● TASK PROMPT: How many lines in the records below contain "blue"? Reply with the number only.

● DATA RECORDS:
==============================

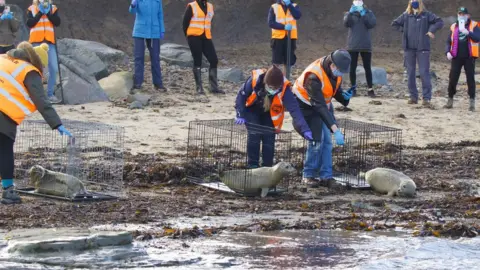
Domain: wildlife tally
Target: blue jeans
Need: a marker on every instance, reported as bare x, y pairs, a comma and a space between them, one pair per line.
52, 68
153, 46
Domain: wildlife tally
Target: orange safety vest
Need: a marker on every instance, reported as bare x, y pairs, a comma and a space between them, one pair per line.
277, 110
327, 89
15, 101
284, 19
474, 48
43, 30
200, 22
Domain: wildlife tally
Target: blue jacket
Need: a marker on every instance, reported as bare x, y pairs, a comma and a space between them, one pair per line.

==============================

● EXERCISE RESPONSE: 2